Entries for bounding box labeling

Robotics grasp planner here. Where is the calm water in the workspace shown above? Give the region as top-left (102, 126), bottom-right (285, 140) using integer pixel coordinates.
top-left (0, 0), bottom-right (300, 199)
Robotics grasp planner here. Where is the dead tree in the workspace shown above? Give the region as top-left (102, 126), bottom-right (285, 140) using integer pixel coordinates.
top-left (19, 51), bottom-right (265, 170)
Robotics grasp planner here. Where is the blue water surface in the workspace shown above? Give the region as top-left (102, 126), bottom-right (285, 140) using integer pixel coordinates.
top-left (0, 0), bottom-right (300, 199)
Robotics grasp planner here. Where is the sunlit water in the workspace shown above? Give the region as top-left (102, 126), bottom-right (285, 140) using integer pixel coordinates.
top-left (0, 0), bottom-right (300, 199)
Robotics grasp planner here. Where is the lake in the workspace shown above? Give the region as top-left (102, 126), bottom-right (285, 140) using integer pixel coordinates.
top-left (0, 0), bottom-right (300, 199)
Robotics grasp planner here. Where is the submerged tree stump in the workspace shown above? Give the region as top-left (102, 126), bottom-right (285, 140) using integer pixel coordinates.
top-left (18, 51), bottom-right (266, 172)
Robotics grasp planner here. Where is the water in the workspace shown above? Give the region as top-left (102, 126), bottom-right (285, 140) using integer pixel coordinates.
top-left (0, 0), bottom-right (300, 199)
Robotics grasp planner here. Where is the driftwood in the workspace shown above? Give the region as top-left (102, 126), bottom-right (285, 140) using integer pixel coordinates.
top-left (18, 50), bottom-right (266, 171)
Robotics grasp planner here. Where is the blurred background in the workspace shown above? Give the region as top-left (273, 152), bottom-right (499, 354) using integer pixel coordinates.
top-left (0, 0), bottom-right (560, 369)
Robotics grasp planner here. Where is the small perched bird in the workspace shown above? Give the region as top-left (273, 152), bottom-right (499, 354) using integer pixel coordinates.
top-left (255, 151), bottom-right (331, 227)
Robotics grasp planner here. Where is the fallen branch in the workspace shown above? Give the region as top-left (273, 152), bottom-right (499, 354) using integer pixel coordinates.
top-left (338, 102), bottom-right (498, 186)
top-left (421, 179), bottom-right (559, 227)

▸ **What you have to do**
Copy the entries word for word, starting from the first line and ending with the line that contains "top-left (18, 51), bottom-right (266, 172)", both included.

▸ **Result for this exercise**
Robotics grasp planner here. Where is the calm water in the workspace shown above? Give the region as top-left (102, 126), bottom-right (285, 140) using integer pixel coordinates.
top-left (0, 0), bottom-right (300, 199)
Robotics grasp planner here. Where is the dead tree in the workspace shown above? Give the region as top-left (102, 126), bottom-right (285, 140) using integer pixel coordinates.
top-left (19, 51), bottom-right (265, 170)
Robotics grasp planner here. Where is the blue water surface in the workspace shown above? Give the region as top-left (102, 126), bottom-right (285, 140) using integer pixel coordinates.
top-left (0, 0), bottom-right (300, 199)
Robotics grasp planner here. Where is the sunlit water in the workspace shown above? Give the region as top-left (102, 126), bottom-right (285, 140) using integer pixel coordinates.
top-left (0, 0), bottom-right (300, 199)
Robotics grasp planner here. Where is the lake in the workspace shown above? Give the region as top-left (102, 126), bottom-right (285, 140) using integer pixel coordinates.
top-left (0, 0), bottom-right (300, 199)
Robotics grasp planner here. Where is the submerged tree stump in the workspace shown above? Give the region as top-left (102, 126), bottom-right (285, 140) using integer pixel coordinates.
top-left (18, 51), bottom-right (266, 172)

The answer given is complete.